§ Stored records:
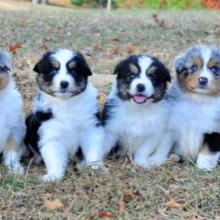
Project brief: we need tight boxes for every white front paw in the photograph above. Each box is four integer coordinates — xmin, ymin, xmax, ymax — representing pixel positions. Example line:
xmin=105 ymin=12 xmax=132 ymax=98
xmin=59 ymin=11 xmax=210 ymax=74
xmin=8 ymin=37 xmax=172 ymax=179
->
xmin=134 ymin=157 xmax=151 ymax=170
xmin=148 ymin=156 xmax=167 ymax=168
xmin=41 ymin=174 xmax=63 ymax=182
xmin=8 ymin=163 xmax=25 ymax=175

§ What this task involves:
Please rewrite the listing above with "white front paw" renamed to "dark hind paw" and everything else unchanged. Leave the pictures out.

§ Result of this task:
Project brief: we need tight boxes for every dark hind paw in the photograph above. Each box is four integer coordinates — xmin, ymin, xmax, ymax — representing pixel positions. Example line:
xmin=105 ymin=12 xmax=132 ymax=98
xmin=59 ymin=11 xmax=210 ymax=74
xmin=8 ymin=37 xmax=172 ymax=179
->
xmin=134 ymin=157 xmax=151 ymax=170
xmin=148 ymin=156 xmax=167 ymax=168
xmin=41 ymin=174 xmax=63 ymax=182
xmin=8 ymin=163 xmax=25 ymax=175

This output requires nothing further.